→ Entries shown
▬▬▬

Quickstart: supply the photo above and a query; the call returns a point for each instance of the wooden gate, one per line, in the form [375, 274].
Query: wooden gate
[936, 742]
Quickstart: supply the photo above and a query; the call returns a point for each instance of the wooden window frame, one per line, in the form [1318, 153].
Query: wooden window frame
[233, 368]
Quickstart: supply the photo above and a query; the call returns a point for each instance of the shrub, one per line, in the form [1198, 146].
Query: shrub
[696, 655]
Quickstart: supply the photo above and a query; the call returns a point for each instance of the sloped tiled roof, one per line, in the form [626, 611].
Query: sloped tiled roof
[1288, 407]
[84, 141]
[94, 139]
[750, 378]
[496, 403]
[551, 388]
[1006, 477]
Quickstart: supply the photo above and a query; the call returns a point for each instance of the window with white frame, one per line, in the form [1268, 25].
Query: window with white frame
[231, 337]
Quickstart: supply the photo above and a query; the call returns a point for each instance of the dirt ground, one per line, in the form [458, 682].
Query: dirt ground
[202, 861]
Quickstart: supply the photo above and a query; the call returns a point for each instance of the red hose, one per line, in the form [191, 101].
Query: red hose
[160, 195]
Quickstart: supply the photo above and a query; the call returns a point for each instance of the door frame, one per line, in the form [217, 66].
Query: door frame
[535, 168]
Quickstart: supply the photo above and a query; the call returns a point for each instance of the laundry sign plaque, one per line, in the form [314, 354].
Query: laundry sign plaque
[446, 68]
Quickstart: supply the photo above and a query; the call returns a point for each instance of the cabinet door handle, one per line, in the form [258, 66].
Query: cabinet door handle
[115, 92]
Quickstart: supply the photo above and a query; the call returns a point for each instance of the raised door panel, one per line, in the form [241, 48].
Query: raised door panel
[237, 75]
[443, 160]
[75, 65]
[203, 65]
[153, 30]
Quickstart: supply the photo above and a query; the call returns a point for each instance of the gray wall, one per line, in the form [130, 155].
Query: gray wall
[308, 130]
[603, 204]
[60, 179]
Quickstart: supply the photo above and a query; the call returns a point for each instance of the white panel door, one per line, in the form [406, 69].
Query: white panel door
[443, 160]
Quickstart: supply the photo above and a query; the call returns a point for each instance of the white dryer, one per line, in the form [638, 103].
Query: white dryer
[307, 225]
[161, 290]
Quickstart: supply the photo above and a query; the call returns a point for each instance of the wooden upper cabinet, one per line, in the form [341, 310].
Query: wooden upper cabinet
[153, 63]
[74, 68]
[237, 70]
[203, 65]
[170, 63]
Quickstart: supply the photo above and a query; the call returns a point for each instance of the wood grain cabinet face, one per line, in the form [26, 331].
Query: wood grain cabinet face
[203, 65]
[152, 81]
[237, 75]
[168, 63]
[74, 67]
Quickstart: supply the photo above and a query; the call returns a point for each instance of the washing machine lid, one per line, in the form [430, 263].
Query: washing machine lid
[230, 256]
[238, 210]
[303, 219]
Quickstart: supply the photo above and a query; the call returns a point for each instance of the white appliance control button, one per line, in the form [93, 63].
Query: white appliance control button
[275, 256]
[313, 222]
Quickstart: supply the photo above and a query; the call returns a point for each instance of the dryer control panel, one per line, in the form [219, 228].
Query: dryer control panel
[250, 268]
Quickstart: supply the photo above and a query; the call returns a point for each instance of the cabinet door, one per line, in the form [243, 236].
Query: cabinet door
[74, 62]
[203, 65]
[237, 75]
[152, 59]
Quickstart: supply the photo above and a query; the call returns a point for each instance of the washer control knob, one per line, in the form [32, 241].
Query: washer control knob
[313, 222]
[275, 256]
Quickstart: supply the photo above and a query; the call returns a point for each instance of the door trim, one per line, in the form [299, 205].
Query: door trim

▬▬▬

→ Set task
Everything from the line containing "form [430, 263]." through the final line of the listing, inclusive, must be reproduced exactly; leave out the rest.

→ Exercise solution
Quickstart: supply the photo above and a query; the call returns a point for each instance of the washing machine lid, one per line, in the form [430, 263].
Query: washing machine lid
[230, 256]
[238, 210]
[303, 219]
Quickstart: supply the photo above and a query; the call returns a point for each instance of the white appliance control button, one per line, in the form [93, 63].
Query: white appliance control button
[275, 256]
[313, 222]
Quickstart: supply the photo above and a query; the call returns a point for each instance of the dryer control panel, one per line, in the form [219, 228].
Query: dryer control panel
[250, 268]
Quickstart: supply the photo above and a query; the call returns a point for each instance of the cabinet door, one per line, in the form [243, 236].
Query: cabinet door
[74, 62]
[203, 65]
[237, 75]
[152, 59]
Quickstart: supply the photo above and a query; the call returns a point for each instance of the washer control knob, one per line, in the form [32, 241].
Query: washer control knob
[313, 222]
[275, 256]
Quickstart: supply the photo above and a query; the call returns a point for each instance of the door trim, one per line, in the form [299, 205].
Query: door trim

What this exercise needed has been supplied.